§ Directives
A. Decide whether each statement agrees with the note on 32-bit operating systems: (i) the writer visited Dr. Nozawa at Wake Forest University; (ii) Sun's Solaris for PC is listed among the unixes for PC; (iii) the note suggests occasionally buying 32-bit desktops. For each, answer yes or no and quote the words of the note that decide it.
B. Pick up the note on 32-bit operating systems after its last sentence and continue it.

-- Extract to read start --

Mailer Preface, When Sent as Mail.
32-Bit Operating System? Consider Alternatives.
This past summer I visited Dr. Nozawa at Wake Forest University. He introduced me to a Professor from Netherlands who made carticoid graphics, experimented on monkeys, and advanced their computer systems. Unsurprisingly, this Linux expert came from Europe, where he got the Linux expertise needed for much of his scientific work and computer administration. Perhaps one of the unixes for PC: Linux, Berkeley Systems Design (BSD), or Sun's Solaris for PC, offers a 32-bit solution for NASS. Or up the ante, occasionally buy 64-bit desktops and use 64-bit Linux.

-- Extract to read end --
-- Dataset content start --

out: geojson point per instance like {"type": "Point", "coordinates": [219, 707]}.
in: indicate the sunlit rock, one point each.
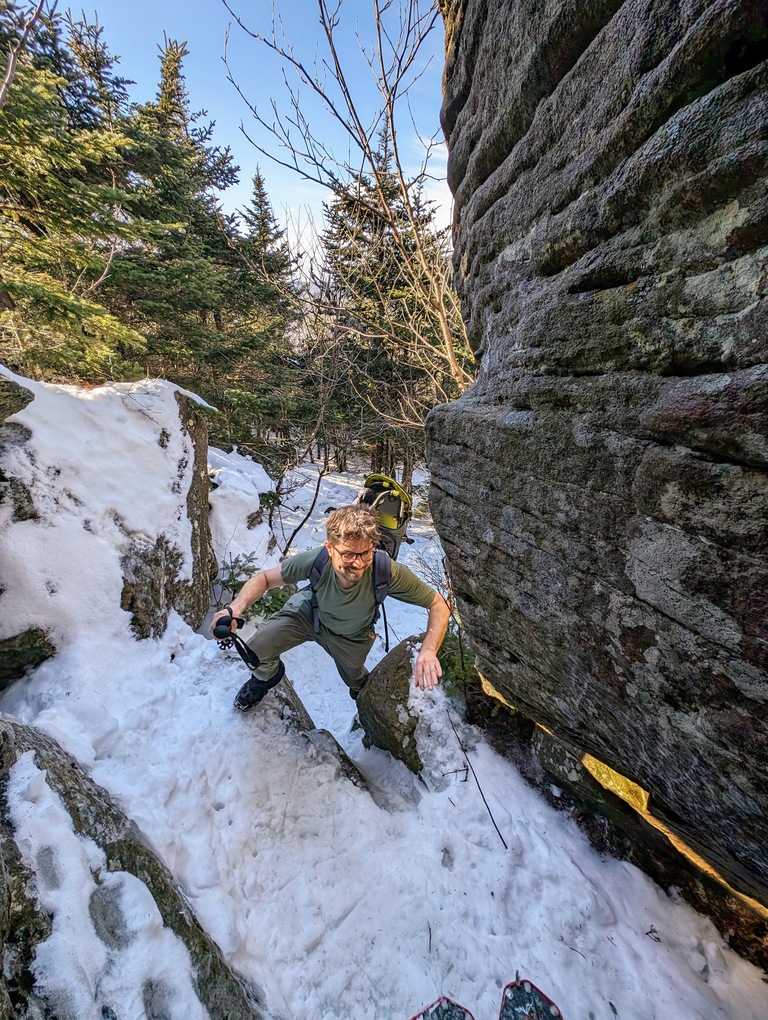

-- Dataset content end --

§ Exercise answers
A.
(i) Yes: "This past summer I visited Dr. Nozawa at Wake Forest University."
(ii) Yes: "Perhaps one of the unixes for PC: Linux, Berkeley Systems Design (BSD), or Sun's Solaris for PC"
(iii) No: "occasionally buy 64-bit desktops and use 64-bit Linux."

B.
In Survey Research Branch, we have run a 32-bit operating system, Linux, an international standard unix, for a few years now. It runs seemlessly with our Sun computers, so the user may not immediately know zher [not misspelled] home directory, location of disk drive for zher current directory, or location of software. Indeed, all three may reside on separate computers, the software links may automatically toggle according to which computers currently run, and this works identically and transparently whether logging into a PC Linux computer or a Sun computer. Hopefully, a decision ``to adopt a 32-bit client (workstation) as soon as possible'' will look for number-crunching speed; flexibility of programming and of getting off-the-shelf software; speed and propriety of software support answers; robustness to human and computer errors; interoperability with the world's computers. A rush just for the immediate speed of an operating system at hand could become a long term accident.
Billionaire Ray Norda, founder of Novell, created the Linux distribution Caldera, taking with him many key Novell personnel, then spinning into the Linux community software which implements printing, filesystems, and most of what Novell accomplishes.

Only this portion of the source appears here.